---- Excerpt

1. Same-sex spouses are treated as legal strangers by the federal government and are therefore subject to different rules governing inheritance tax. Same-sex couples may have to pay a significant estate tax. Heterosexual couples don’t have to pay that.
In 2011 and 2012, it is likely that more than 9,000 same-sex couples will file estate tax returns. They could all be effected by this tax.
2. If a gay man or woman marries an immigrant of the same sex, there’s no way to guarantee the immigrant spouse will be able to stay in this country legally. A heterosexual couple has that guarantee.
A report from the Williams Institute reveals that nearly 26,000 same-sex couples in the United States are bi-national couples who could be forced to separate because they cannot participate in green-card and accelerated citizenship mechanisms offered to non-citizen spouses of American citizens.
3. Employer-paid health benefits are considered taxable income for gay couples, while they are not taxable for straight couples.
A 2007 Williams Institute and Center for American Progress study found that an employee with a same-sex spouse or domestic partner pays $1,069 more in taxes per year than an employee receiving the same health benefits for a different-sex spouse.
4. Same-sex couples are not allowed to file joint tax returns.
While many same-sex couples avoid the so-called marriage penalty associated with filing joint tax returns, many same-sex couples would gain from being able to file joint tax returns. Couples filing joint tax returns in the states allowing same-sex marriage must still file separately with the IRS.
5. The Family Medical Leave Act allows heterosexual couples to take employment leave to care for various family members, including their spouse. Same-sex couples are not allowed to do this.

--------
---- Exercise data

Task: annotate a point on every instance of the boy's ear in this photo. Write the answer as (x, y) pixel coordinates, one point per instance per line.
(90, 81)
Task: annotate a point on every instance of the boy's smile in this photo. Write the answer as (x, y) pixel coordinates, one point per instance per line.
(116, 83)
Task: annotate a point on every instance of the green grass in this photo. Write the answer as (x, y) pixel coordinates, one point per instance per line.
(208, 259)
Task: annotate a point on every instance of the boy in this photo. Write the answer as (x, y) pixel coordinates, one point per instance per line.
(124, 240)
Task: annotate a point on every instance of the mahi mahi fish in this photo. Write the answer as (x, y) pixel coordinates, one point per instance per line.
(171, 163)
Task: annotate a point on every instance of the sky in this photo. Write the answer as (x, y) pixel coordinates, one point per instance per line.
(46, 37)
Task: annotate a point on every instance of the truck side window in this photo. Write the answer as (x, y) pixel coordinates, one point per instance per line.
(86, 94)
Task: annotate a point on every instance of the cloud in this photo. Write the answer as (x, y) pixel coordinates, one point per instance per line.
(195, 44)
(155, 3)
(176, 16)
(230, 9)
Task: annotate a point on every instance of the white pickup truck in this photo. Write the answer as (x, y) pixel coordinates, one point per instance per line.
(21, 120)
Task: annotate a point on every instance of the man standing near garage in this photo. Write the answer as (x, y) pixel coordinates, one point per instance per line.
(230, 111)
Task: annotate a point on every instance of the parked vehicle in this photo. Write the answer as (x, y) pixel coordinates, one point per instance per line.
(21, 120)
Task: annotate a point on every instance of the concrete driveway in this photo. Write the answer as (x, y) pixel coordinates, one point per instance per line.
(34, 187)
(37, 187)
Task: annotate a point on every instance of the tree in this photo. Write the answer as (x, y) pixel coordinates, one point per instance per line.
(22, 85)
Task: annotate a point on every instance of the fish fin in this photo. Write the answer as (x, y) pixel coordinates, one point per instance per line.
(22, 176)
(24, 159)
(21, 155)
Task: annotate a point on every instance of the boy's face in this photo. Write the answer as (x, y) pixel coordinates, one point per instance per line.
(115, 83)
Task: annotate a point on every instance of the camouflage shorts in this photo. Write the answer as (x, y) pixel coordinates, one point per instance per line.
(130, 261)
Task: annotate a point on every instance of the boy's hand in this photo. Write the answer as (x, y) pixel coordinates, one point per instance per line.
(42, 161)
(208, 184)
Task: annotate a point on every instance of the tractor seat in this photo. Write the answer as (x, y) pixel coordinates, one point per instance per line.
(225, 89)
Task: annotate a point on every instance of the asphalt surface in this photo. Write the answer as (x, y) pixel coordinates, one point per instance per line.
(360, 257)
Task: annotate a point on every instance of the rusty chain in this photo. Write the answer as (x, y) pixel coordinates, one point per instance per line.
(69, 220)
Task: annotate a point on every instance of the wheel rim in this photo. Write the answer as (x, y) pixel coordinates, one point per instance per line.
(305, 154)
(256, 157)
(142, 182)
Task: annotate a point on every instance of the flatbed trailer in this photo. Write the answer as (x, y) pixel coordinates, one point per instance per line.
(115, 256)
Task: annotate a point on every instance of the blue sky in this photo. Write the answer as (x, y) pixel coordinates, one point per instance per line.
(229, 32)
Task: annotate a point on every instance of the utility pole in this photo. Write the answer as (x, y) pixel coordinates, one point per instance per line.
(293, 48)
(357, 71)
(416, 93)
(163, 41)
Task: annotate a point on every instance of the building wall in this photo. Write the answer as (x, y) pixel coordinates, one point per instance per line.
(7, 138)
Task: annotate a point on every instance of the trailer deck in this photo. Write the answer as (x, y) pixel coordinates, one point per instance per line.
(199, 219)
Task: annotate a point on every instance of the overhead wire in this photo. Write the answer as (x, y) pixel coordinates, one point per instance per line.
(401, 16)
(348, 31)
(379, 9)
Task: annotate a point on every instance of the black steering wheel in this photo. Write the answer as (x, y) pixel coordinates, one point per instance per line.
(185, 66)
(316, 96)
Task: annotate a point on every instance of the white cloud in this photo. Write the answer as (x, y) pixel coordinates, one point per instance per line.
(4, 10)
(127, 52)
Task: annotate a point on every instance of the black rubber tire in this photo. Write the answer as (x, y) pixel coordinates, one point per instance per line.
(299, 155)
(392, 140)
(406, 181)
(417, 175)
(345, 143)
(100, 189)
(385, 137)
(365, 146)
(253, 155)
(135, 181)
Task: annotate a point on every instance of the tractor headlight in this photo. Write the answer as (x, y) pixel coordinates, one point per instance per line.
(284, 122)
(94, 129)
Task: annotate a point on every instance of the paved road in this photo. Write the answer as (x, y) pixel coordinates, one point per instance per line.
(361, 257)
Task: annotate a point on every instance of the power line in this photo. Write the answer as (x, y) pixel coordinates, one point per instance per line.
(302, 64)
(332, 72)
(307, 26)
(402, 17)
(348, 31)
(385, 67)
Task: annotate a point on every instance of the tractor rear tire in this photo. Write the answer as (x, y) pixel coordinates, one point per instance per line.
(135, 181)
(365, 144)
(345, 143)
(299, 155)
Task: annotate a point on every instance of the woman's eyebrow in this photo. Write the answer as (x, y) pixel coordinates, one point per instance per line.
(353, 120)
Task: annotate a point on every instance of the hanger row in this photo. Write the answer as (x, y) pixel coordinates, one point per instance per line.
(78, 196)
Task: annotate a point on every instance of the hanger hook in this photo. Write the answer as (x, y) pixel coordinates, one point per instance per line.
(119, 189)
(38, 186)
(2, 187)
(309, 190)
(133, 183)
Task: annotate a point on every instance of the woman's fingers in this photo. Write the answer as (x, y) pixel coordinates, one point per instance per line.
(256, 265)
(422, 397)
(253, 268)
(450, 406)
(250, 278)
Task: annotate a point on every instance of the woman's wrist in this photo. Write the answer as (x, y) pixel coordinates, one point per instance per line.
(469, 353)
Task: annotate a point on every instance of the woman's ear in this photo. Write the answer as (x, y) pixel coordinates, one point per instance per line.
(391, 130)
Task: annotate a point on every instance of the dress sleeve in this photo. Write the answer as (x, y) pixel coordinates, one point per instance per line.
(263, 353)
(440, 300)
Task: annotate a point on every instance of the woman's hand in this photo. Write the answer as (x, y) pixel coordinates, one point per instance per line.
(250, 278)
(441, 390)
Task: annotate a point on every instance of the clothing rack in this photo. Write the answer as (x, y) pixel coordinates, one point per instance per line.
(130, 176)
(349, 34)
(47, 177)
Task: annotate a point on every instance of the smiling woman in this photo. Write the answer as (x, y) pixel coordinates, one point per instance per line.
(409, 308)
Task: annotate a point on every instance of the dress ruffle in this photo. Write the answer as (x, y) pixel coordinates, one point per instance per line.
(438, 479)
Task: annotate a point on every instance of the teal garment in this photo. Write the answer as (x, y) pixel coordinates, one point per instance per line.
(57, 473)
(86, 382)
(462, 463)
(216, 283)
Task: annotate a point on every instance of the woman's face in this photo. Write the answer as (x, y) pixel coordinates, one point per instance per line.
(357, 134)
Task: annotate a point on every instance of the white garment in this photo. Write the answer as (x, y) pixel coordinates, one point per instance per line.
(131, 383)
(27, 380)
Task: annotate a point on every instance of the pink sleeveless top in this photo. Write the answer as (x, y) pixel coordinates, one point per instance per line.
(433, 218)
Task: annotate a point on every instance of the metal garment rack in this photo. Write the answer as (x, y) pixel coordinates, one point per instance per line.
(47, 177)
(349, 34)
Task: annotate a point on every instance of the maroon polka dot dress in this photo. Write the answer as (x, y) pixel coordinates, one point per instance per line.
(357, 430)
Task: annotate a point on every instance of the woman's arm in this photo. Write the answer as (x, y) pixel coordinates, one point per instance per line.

--------

**Task set:**
1. In the text on federal disadvantages for same-sex couples, how much more in taxes per year does an employee with a same-sex spouse or domestic partner pay for the same health benefits?
2. Retype part of the text on federal disadvantages for same-sex couples, beginning at the words "A 2007 Williams" and stopping after "with the IRS.".
3. Extend the list of federal disadvantages for same-sex couples from where it stops.

**Numbered responses:**
1. $1,069 more per year.

2.
A 2007 Williams Institute and Center for American Progress study found that an employee with a same-sex spouse or domestic partner pays $1,069 more in taxes per year than an employee receiving the same health benefits for a different-sex spouse.
4. Same-sex couples are not allowed to file joint tax returns.
While many same-sex couples avoid the so-called marriage penalty associated with filing joint tax returns, many same-sex couples would gain from being able to file joint tax returns. Couples filing joint tax returns in the states allowing same-sex marriage must still file separately with the IRS.

3.
A recent Williams Institute research brief uses 2008 Census Bureau data to estimate that approximately 38% of same-sex partners (approximately 430,000) are both employed and would be eligible for FMLA benefits to care for same-sex spouses if the FMLA covered same-sex partners.
6. If a spouse in a gay marriage dies, the survivor can’t get Social Security survivor benefits.
Under the current system of Social Security, different-sex spouses of insured workers can get a monthly check for half their spouse’s benefit if it is higher than what he or she would get on his or her own.
7. Spouses of veterans are eligible for a variety of benefits including pensions, educational assistance, and vocational training. Same-sex partners are not eligible for any of these benefits.
7.3% of individuals in same-sex couples, or approximately 85,000 individuals, are veterans of the armed forces.
8. By preventing same-sex relationships from obtaining the respect paid to other marital relationships, DOMA essentially enshrines the age-old stigma of LGBT people as lonely and incapable of healthy and happy relationships into the law of the United States.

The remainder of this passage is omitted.